■ Soal yang Dikerjakan: Tolong ambil setiap baris dalam data di bawah ini yang memuat kata "curation", lalu tuliskan baris-baris tersebut.

___ Data Latihan Ini

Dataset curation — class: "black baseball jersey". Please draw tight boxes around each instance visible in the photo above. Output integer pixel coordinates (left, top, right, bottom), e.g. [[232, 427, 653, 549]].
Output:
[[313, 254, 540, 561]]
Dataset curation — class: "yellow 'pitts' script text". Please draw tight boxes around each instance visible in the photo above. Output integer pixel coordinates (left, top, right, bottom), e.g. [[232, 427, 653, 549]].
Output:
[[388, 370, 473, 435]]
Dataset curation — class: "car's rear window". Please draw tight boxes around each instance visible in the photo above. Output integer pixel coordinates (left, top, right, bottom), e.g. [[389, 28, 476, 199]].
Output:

______

■ Jawaban:
Dataset curation — class: "black baseball jersey". Please draw tight boxes around each instance visible in the photo above. Output integer pixel coordinates (left, top, right, bottom), e.g. [[232, 427, 653, 549]].
Dataset curation — class: "yellow 'pitts' script text". Please draw tight boxes around each instance visible in the photo above. Output integer pixel coordinates (left, top, right, bottom), e.g. [[232, 427, 653, 549]].
Dataset curation — class: "car's rear window". Please draw tight boxes around each instance visible in the photo above. Output integer pixel coordinates (left, top, right, bottom), e.g. [[389, 28, 476, 199]].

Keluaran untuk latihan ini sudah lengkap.